REQUIREMENT: Each time a line of the listing holds "this", copy that line.

Start of DATA SUPPLIED

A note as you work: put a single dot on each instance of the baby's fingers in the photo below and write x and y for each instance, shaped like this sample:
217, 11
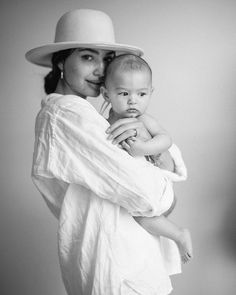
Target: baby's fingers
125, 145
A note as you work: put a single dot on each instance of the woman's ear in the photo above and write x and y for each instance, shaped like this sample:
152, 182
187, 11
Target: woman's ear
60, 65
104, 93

End of DATA SUPPLIED
Start of DATA SUPPLIED

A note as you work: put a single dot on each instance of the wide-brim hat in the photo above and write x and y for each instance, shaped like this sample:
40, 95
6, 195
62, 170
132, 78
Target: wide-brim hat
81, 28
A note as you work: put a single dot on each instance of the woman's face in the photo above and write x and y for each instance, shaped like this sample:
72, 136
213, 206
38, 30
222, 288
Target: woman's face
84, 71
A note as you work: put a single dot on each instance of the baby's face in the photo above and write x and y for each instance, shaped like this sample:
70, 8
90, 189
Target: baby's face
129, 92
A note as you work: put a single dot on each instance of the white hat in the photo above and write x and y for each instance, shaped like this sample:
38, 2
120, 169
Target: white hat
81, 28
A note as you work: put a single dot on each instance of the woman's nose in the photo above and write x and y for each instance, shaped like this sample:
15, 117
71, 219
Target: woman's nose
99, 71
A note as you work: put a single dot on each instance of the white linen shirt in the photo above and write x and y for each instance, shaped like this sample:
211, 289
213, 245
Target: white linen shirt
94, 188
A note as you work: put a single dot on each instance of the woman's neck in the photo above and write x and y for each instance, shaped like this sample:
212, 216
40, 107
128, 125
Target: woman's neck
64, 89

End of DATA SUPPLIED

RESULT BELOW:
A note as you work: put a single dot on each instance of the baby's fingers in the photo below and write x and y for each instance, shaped like this sample:
A note as you work: put a single dot on each instance of the woman's ear in the photo above and write x and y for each instance, shaped like this sample:
A note as you work: put a single dot on each instance of the wide-brim hat in the photo above and write x and y for each instance, shaped like this sample:
A note as you work: put a single dot on each instance of the woman's face in the photo above and write x and y for each instance, shaped like this sample:
A note as you work: put a single dot on each instance of the baby's face in the photo above and write x and y for each instance, shaped like this sample:
A note as you work: put a single dot on each instance of the white hat in the photo above and write x and y for each instance, shaped like this sample:
A note as you work: put a single dot on each instance of the woman's nose in the photo above and write x and y for each instance, shaped like this sample:
A note as you work: put a single dot on each instance of the white linen shirt in the photo above and write x and y for each instance, shaped like this sample:
A note as you work: put a single dot on each instance of the woman's neck in the photo above and write x and y for each instance, shaped like this sample:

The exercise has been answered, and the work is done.